**Given instruction**
Your task is to transcribe all of the records exactly and leave out the pictures.

[Records from a point labeling set]
- - - -
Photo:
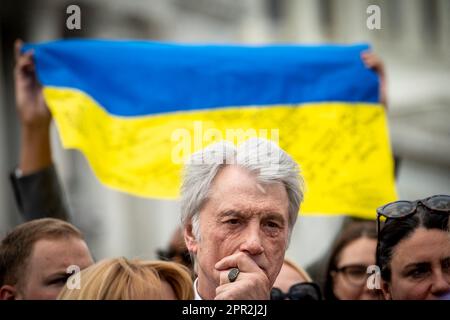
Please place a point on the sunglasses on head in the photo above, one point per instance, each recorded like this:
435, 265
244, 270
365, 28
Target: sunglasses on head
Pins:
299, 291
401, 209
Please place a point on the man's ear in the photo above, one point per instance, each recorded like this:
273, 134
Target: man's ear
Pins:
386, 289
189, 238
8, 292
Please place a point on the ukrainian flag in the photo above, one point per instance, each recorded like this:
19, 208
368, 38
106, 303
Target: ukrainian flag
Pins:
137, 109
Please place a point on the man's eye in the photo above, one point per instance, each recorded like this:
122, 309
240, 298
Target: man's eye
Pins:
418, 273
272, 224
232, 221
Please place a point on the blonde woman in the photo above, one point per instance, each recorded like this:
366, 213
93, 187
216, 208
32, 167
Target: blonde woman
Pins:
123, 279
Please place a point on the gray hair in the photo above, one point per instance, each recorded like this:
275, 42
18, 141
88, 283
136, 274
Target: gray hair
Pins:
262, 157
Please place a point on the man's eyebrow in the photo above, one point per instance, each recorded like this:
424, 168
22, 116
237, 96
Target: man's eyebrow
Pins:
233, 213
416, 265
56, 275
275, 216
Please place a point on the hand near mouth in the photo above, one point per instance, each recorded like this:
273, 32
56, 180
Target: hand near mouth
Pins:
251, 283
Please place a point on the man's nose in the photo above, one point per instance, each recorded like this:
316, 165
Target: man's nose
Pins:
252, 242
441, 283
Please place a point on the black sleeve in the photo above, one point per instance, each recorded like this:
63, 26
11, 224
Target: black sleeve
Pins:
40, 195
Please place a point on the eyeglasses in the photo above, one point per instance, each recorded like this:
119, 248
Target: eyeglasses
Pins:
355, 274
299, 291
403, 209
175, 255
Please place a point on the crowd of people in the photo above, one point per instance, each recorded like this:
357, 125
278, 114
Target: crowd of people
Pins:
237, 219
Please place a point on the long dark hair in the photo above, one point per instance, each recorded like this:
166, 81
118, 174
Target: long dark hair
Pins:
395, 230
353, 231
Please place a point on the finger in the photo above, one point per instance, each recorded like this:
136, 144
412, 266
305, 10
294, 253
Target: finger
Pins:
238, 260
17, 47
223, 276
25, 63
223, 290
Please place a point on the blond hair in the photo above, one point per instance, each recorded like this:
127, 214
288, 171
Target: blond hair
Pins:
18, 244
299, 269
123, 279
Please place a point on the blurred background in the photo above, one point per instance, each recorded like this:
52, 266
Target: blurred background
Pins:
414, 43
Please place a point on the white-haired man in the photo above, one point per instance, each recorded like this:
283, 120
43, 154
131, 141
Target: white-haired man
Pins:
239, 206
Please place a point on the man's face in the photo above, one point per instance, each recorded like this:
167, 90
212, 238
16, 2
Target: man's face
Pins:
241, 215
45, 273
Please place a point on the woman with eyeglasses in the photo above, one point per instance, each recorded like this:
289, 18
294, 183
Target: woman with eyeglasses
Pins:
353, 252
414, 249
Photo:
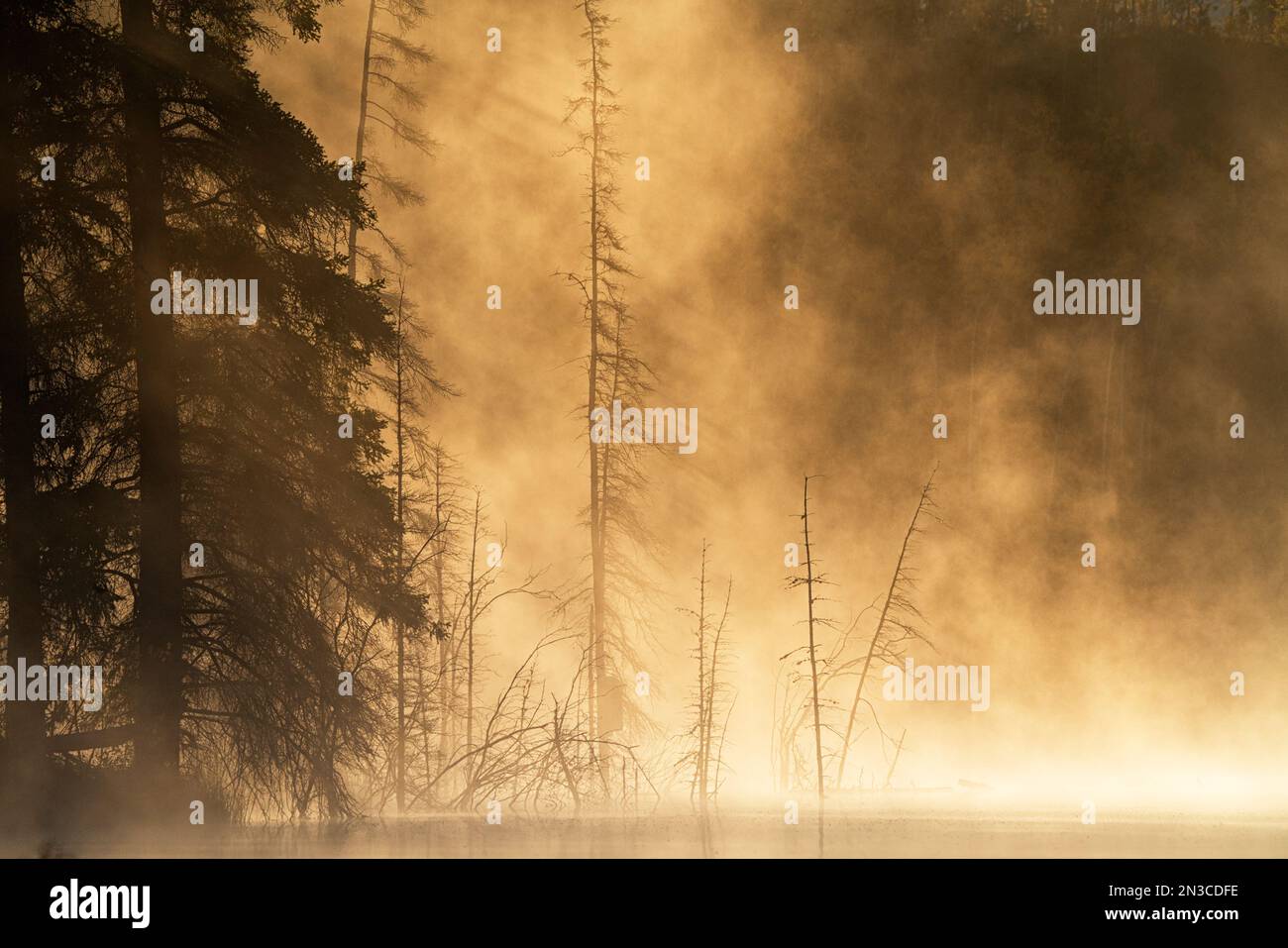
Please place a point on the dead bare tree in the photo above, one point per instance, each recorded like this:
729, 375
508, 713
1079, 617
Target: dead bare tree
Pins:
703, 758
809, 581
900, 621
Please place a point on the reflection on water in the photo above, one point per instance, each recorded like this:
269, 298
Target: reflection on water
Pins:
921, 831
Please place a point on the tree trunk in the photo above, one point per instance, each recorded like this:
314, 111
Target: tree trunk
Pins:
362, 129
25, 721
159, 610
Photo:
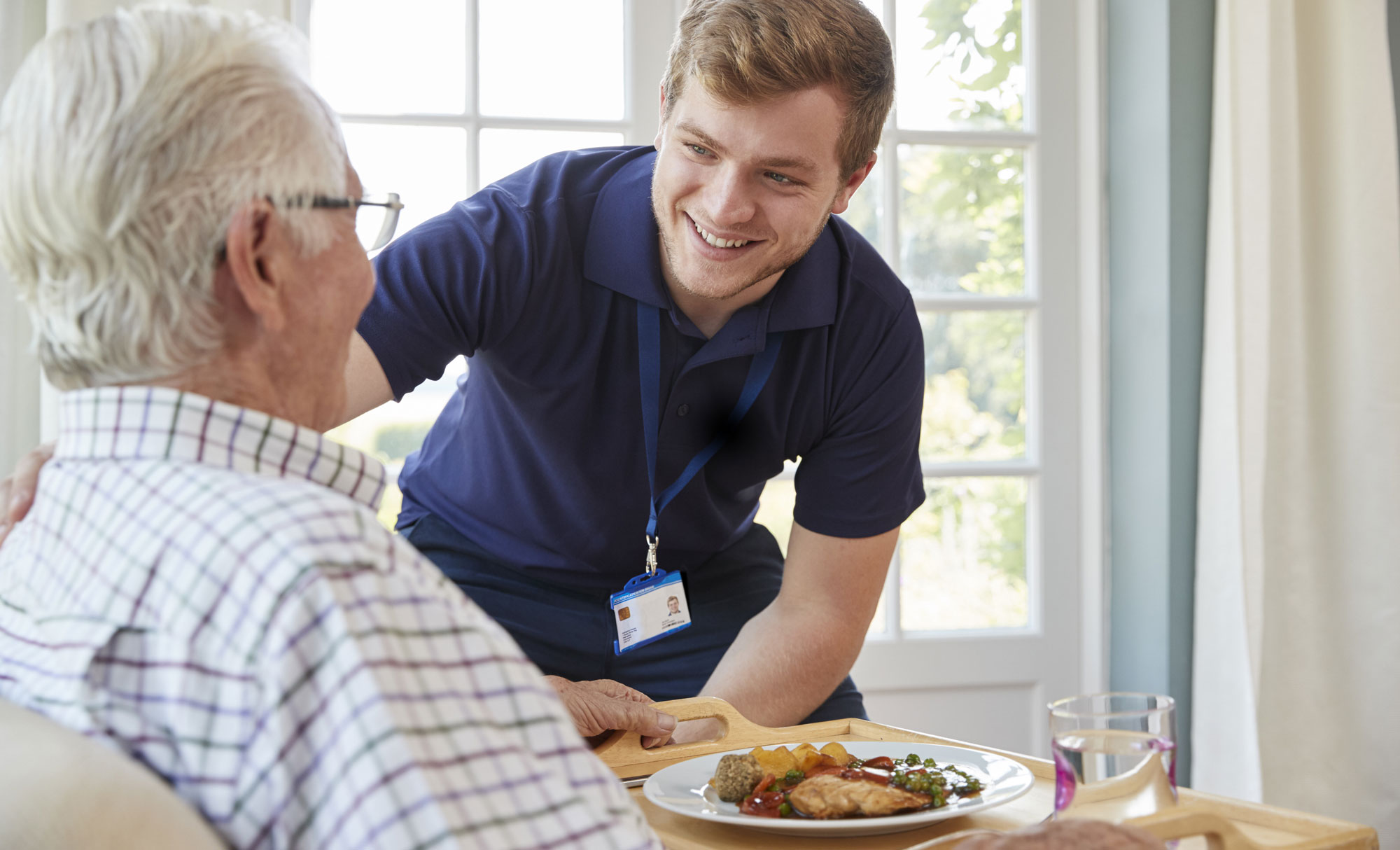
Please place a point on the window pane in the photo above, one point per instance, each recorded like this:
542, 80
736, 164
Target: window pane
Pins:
- - - -
**Solution**
Photo:
Please place a point on the sunglasses on head in the photo above, one point per instance, each recorded like this:
435, 265
244, 270
365, 28
Target: sunglasses on head
Pins:
299, 291
401, 209
Please place a point on the man's ear in the photo above, one point per instance, each recorded like this:
273, 134
Target: man's ear
Pins:
386, 289
189, 238
8, 292
Please place a point on the ukrainian flag in the photo above, one point per instance, each recorded like this:
19, 208
368, 38
106, 303
Target: ukrainian flag
Pins:
137, 109
Please place a point on the man's eye in the photo above, one point per instance, each recorded like this:
122, 309
240, 298
Target: man's eye
Pins:
418, 273
272, 224
232, 221
Please place a point on the blonde woman in the photo above, one point per instance, each recorded like this:
366, 213
93, 187
216, 208
32, 167
Target: blonde woman
Pins:
123, 279
Please place a point on the gray hair in the photo above, one point per instance, each recorded like this:
275, 42
18, 141
88, 283
136, 274
Target: gray hair
Pins:
262, 157
Please place a point on the man's eyebrow in the photo above, one point per instance, each recorded like this:
424, 168
22, 116
237, 96
Target: man's eyebrow
Pins:
233, 213
416, 265
56, 275
275, 216
Please place a point on the hand near mouth in the photo above, one point per instance, each recorded like this:
273, 32
56, 180
Target: hand near mouth
Pins:
251, 283
Please place a point on the man's nose in the photo above, one point per instance, each recorded like this:
316, 165
Target: man's nose
Pins:
252, 242
441, 283
Please place a point on the black sleeve in the photo above, one point per instance, each recorded like this:
63, 26
11, 224
Target: black sleeve
Pins:
40, 195
Please place a point on the eyeglasses in the photo above, one point per instance, each recorded like this:
119, 248
Target: eyeglasses
Pins:
355, 274
299, 291
403, 209
175, 255
Please place a point on the crowd of people in the photo above, one point per instance, each recorded like this:
357, 125
278, 114
Target: crowd of people
Pins:
237, 219
Please place a point on the long dark hair in the photo above, one point per instance, each recorded like this:
166, 81
118, 174
Target: long dark hair
Pins:
395, 230
353, 231
Please place a point on the finger in the photo above, one point per instance, each recorded like this:
136, 144
412, 266
305, 10
294, 253
Target: finger
Pins:
238, 260
17, 47
223, 276
25, 63
223, 290
Please place a point on the blond hair in the photo above, one point per instance, each recorded like this:
127, 214
288, 171
Target: blond hair
Pins:
18, 244
299, 269
123, 279
Please place a point on the blurred background in the photo above, one point per instance, each recorded like this:
52, 266
Target: blurred background
Pins:
414, 43
Please place a point on the white-haired man in the photo above, one point per instance, each recorded like this:
283, 120
43, 154
131, 141
Target: white-haired man
Pins:
239, 206
Please place a point on the man's face in the photo above, one point per instance, each recorded like this:
167, 90
212, 238
16, 2
Target: man's face
Pins:
241, 215
45, 273
Please place a point on the woman with eyeglasses in the photo above, one point per instance, each recorded like this:
289, 18
294, 183
Target: woman with eyeglasses
Pins:
353, 252
414, 249
Photo:
Please place a point on the dead bare tree in the photo above, one point per instance, each recorded like this:
729, 375
508, 713
1079, 617
Target: dead bare tree
Pins:
703, 758
809, 581
900, 621
Please place a point on the reflection on water in the photo above, one point per instance, each recorded like this:
269, 298
Target: reflection on water
Pins:
921, 831
Please place a point on the tree trunk in the photo above, one point per instance, each recorded like this:
314, 111
Target: tree trunk
Pins:
362, 129
25, 721
159, 610
Photo:
Please place a point on the window pane in the photo above, one point per instance, each recorded like this:
542, 80
736, 164
Target: window pane
Pins:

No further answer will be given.